● **Short problem a**:
Locate each line in the rows below that contains the string "patch", and copy those lines.

● **Page extract**:
==*==

Revisiting the Mommy Track - the generation that has it all?
Smartmarriages ©
cmfce at smartmarriages.com
Mon Aug 28 20:56:13 EDT 2000
subject: Revisiting the Mommy Track - the generation that has it all?
from: Smart Marriages
Revisiting the Mommy Track
by Jane Bryant Quinn
Newsweek
17 July 2000
Prosperity and higher pay for their jobs are leaving women free NOT to
work.
Average wages are rising, employers are beating the bushes for hires.
There's more flexibility and equity in the workplace.
As you might expect, these attractions are changing women's approach to
work.
But are they piling into the welcoming job market? No, they're edging
out.
A rising proportion of young women appear to be choosing motherhood over
career.
It's one of prosperity's side effects. When couples feel they need two
incomes to survive, more moms lean toward full-time paying jobs. When
they can manage on just one income (or one and a half), they lean toward
part-time work or staying home full time. A few dads do, too, but it's
predominantly moms.
Many mothers, of course, choose to keep working, to maintain their incomes
or careers. Of those 36 to 40, more than 40 percent work all year in
full-time paying jobs - double the number 30 years ago. Other mothers
have
always stayed home or chosen flexible "mommy track" jobs.
But there's a palpable shift - led, as usual, by the boomers. In the
1960s,
when women first muscled into the work force, at-home moms all but
apologized for what they did. But once those same boomer women started
families (often late in their 30s), staying home with the kids became the
preferred thing to do.
Like their mothers, these women are adopting traditional roles - investing
in their husbands' careers rather than their own. Unlike their mothers
(and thanks to the feminist achievement), they don't feel trapped. "A lot
of women my age don't feel a big need to work because they know they can
if they want to," says Kate Francisco, 32, or Langhorne, Pa., a mother of
two.
About choice:
As feminists would say, it's all about choice, and choice is
influenced by circumstance. The stagnant 70s and downsized 80s sent
mothers to work even against their will. The more prosperous 90s freed
many of them to reconsider.

==*==

● **Short problem b**:
Return the article on the mommy track above in full, word for word.

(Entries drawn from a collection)
==*==

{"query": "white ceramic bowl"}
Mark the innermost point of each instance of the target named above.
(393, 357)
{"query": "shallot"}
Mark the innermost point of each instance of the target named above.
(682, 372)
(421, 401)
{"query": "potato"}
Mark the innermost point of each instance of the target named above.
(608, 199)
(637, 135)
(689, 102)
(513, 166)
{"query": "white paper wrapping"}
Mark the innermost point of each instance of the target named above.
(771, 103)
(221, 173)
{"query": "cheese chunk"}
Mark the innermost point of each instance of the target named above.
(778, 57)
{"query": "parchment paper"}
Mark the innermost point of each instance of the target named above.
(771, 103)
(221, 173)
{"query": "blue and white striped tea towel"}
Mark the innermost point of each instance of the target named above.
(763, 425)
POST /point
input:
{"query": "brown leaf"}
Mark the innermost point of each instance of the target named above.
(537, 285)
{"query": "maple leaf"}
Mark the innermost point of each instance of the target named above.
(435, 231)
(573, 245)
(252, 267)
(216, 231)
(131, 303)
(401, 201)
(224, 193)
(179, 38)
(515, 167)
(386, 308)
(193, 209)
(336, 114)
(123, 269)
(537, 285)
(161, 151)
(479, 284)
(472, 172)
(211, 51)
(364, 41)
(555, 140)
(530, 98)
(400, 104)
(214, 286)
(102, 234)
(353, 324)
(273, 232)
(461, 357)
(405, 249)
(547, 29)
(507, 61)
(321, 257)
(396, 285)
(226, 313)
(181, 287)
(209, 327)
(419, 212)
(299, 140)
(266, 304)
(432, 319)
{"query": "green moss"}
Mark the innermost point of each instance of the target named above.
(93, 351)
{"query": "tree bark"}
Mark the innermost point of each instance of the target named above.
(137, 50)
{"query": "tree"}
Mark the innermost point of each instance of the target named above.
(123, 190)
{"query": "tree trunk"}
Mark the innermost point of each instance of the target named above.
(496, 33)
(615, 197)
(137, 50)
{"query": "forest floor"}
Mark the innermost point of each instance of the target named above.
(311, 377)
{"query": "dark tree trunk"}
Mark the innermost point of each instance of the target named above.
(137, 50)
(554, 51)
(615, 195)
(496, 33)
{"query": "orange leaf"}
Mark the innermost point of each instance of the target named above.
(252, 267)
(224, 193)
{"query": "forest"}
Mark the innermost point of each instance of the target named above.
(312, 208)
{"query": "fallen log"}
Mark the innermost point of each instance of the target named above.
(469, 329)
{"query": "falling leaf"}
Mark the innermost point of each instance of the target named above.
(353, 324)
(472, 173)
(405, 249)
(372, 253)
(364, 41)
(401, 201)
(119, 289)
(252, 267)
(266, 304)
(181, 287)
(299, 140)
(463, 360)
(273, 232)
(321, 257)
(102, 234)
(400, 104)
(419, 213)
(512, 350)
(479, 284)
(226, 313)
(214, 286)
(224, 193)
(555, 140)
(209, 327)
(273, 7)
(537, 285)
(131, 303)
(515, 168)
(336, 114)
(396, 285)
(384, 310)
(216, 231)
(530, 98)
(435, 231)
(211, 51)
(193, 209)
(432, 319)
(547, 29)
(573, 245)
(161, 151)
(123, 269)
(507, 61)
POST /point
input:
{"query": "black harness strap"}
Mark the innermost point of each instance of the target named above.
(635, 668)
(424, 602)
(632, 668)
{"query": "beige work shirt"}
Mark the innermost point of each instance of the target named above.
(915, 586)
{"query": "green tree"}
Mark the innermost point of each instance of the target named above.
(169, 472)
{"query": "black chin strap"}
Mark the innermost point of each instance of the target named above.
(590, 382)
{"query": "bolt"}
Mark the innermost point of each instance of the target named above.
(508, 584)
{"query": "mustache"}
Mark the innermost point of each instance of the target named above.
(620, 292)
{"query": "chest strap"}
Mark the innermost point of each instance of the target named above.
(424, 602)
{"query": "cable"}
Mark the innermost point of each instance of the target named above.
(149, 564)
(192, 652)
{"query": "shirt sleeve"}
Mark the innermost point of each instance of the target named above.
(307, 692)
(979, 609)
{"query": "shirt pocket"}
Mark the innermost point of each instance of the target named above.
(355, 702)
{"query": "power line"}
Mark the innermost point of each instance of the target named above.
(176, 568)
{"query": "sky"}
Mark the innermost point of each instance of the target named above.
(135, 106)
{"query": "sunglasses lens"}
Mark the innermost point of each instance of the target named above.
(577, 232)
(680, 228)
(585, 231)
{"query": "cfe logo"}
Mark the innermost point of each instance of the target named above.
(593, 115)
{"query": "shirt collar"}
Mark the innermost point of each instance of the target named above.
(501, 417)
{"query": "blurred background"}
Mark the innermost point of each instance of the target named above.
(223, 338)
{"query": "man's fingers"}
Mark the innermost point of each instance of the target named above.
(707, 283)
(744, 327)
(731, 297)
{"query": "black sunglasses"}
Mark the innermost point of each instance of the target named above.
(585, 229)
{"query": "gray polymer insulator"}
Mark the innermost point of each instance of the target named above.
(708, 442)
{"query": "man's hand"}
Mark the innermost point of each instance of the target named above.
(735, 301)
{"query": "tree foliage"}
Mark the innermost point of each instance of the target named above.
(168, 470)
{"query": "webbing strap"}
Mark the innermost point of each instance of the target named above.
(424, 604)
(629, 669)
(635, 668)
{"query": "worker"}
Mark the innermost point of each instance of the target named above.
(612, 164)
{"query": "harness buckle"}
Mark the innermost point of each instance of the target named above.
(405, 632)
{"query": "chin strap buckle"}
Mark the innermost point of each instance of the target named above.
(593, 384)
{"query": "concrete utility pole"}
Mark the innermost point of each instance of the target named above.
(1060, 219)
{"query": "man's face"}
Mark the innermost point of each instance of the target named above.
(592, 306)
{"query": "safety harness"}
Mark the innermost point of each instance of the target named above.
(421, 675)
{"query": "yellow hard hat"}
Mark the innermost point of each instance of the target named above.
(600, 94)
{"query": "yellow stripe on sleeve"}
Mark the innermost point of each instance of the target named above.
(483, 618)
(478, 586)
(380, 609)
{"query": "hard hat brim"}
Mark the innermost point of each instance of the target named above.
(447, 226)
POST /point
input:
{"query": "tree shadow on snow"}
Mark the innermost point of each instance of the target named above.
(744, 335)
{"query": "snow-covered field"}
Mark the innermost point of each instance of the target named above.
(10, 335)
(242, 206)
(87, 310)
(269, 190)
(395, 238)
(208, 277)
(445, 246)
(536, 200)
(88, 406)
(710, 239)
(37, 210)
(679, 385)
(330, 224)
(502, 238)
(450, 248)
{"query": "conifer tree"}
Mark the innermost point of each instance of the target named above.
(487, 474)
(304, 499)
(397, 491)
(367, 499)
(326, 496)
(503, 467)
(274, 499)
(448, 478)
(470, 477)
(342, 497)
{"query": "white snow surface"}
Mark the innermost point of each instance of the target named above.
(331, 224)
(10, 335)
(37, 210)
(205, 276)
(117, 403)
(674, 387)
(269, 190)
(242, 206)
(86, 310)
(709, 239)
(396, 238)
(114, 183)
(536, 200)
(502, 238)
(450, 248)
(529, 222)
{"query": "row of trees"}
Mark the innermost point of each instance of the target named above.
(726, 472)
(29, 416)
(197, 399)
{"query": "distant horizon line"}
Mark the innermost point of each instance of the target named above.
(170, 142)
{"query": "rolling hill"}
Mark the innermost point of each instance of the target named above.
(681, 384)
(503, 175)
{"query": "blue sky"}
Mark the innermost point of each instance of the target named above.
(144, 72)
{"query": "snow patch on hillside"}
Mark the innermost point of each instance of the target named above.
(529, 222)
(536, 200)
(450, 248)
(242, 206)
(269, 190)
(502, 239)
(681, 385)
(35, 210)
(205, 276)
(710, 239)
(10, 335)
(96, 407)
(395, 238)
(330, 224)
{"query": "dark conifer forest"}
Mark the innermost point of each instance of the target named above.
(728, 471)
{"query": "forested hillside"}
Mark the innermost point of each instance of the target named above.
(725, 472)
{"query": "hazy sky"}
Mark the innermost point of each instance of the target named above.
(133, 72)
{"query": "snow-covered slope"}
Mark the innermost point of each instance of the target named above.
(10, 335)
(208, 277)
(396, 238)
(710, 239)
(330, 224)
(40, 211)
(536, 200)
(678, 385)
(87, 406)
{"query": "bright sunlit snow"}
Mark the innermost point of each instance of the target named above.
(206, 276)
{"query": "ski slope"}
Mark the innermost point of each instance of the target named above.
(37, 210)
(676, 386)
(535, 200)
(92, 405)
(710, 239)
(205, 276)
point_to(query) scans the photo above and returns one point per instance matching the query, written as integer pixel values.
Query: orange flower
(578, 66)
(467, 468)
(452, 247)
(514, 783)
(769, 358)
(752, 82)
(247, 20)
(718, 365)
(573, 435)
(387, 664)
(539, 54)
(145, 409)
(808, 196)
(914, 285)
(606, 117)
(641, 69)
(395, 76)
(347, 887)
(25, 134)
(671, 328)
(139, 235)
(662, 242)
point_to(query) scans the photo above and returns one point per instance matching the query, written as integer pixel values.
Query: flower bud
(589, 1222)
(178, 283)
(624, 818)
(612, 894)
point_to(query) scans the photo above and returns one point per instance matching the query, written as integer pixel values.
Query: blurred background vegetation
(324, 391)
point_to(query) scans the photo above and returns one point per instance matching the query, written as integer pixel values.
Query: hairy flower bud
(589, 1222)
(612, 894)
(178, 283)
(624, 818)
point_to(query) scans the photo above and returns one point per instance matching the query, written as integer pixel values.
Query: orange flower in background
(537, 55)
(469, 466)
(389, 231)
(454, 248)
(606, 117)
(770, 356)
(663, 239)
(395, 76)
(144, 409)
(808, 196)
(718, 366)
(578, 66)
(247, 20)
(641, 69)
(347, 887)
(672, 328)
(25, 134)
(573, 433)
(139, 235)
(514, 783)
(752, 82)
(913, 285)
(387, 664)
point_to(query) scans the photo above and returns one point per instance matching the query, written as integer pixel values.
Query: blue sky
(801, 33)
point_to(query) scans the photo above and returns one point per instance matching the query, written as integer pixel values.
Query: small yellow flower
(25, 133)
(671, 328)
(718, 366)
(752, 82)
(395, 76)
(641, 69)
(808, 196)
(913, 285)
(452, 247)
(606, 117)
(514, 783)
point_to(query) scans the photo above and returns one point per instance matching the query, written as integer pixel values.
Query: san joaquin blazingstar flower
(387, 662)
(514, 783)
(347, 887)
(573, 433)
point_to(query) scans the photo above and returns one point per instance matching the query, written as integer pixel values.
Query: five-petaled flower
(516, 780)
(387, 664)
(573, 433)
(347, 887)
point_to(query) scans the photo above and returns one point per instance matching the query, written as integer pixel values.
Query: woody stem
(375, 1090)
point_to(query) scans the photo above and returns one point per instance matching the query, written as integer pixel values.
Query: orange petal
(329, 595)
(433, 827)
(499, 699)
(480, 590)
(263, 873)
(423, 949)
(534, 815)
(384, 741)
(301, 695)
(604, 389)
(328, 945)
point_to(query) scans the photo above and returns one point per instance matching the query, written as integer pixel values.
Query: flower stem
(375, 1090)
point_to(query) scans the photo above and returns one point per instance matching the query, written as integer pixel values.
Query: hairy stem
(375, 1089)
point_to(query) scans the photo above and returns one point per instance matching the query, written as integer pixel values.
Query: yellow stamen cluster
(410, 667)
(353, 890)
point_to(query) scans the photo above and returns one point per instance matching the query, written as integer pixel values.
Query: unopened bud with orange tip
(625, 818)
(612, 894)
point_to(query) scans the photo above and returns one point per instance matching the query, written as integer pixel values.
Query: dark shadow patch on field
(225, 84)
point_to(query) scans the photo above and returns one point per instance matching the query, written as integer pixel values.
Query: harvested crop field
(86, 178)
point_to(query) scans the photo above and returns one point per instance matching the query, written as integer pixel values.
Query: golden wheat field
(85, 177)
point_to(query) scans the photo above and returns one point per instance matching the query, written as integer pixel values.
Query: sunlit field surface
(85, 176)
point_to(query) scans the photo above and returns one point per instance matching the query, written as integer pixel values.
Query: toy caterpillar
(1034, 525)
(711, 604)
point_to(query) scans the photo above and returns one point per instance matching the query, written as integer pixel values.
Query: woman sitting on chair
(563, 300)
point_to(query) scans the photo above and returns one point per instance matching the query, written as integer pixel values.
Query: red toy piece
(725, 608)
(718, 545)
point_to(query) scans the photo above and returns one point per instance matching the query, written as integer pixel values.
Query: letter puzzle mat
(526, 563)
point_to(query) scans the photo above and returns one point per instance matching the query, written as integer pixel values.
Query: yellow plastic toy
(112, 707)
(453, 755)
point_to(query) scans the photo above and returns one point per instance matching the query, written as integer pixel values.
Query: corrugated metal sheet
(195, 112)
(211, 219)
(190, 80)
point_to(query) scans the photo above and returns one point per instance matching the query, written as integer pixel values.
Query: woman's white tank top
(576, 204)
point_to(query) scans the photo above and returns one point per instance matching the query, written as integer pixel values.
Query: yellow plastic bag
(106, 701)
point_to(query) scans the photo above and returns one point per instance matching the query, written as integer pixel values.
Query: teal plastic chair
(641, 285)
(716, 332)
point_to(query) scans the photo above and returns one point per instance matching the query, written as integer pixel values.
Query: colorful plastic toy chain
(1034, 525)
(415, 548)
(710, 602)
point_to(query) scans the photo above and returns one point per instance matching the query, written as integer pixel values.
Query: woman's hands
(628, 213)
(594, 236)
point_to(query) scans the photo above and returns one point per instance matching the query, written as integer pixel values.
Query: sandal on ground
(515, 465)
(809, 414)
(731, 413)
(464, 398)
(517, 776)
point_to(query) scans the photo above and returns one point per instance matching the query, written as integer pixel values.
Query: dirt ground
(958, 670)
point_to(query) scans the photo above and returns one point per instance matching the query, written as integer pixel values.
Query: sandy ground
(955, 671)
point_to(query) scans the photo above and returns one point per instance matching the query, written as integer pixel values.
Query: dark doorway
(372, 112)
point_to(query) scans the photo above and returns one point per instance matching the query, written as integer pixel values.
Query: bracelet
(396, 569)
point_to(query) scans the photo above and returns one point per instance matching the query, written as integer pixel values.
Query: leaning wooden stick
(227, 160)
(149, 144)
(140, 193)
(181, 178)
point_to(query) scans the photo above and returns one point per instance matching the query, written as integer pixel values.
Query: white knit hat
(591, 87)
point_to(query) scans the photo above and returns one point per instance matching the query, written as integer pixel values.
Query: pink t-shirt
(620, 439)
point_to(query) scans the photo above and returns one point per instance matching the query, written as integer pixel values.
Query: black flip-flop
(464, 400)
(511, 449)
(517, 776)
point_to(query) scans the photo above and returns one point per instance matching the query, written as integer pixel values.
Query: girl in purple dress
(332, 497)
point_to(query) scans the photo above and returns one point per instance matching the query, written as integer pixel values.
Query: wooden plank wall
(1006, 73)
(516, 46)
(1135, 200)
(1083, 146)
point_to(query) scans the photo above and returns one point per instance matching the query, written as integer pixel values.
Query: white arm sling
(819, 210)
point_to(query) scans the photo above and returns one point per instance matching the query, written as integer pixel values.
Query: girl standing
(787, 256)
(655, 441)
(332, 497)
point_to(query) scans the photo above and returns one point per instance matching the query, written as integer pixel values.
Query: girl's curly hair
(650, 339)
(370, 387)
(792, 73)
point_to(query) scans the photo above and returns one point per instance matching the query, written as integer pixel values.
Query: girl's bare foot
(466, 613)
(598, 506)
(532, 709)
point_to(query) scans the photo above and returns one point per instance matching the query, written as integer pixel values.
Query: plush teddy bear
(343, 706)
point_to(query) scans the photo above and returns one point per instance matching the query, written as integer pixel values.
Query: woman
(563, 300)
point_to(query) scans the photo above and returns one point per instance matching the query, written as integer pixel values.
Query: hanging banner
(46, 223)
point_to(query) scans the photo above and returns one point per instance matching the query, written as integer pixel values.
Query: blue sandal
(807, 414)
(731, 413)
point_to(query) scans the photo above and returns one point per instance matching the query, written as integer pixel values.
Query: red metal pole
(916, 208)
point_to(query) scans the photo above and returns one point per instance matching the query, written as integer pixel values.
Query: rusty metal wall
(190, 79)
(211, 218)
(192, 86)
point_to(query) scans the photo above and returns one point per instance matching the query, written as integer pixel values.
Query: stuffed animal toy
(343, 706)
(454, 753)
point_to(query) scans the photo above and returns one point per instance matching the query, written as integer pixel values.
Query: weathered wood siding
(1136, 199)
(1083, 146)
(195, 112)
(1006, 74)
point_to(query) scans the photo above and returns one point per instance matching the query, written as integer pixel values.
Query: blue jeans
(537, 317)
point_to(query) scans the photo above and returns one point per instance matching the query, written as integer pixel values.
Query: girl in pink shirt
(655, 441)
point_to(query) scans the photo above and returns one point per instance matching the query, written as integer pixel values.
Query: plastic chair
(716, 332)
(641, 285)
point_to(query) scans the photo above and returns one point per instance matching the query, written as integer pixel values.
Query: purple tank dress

==*==

● **Complete output a**:
{"query": "snow patch on hillside"}
Query: dark shadow patch on field

● **Complete output b**:
Revisiting the Mommy Track - the generation that has it all?
Smartmarriages ©
cmfce at smartmarriages.com
Mon Aug 28 20:56:13 EDT 2000
subject: Revisiting the Mommy Track - the generation that has it all?
from: Smart Marriages
Revisiting the Mommy Track
by Jane Bryant Quinn
Newsweek
17 July 2000
Prosperity and higher pay for their jobs are leaving women free NOT to
work.
Average wages are rising, employers are beating the bushes for hires.
There's more flexibility and equity in the workplace.
As you might expect, these attractions are changing women's approach to
work.
But are they piling into the welcoming job market? No, they're edging
out.
A rising proportion of young women appear to be choosing motherhood over
career.
It's one of prosperity's side effects. When couples feel they need two
incomes to survive, more moms lean toward full-time paying jobs. When
they can manage on just one income (or one and a half), they lean toward
part-time work or staying home full time. A few dads do, too, but it's
predominantly moms.
Many mothers, of course, choose to keep working, to maintain their incomes
or careers. Of those 36 to 40, more than 40 percent work all year in
full-time paying jobs - double the number 30 years ago. Other mothers
have
always stayed home or chosen flexible "mommy track" jobs.
But there's a palpable shift - led, as usual, by the boomers. In the
1960s,
when women first muscled into the work force, at-home moms all but
apologized for what they did. But once those same boomer women started
families (often late in their 30s), staying home with the kids became the
preferred thing to do.
Like their mothers, these women are adopting traditional roles - investing
in their husbands' careers rather than their own. Unlike their mothers
(and thanks to the feminist achievement), they don't feel trapped. "A lot
of women my age don't feel a big need to work because they know they can
if they want to," says Kate Francisco, 32, or Langhorne, Pa., a mother of
two.
About choice:
As feminists would say, it's all about choice, and choice is
influenced by circumstance. The stagnant 70s and downsized 80s sent
mothers to work even against their will. The more prosperous 90s freed
many of them to reconsider.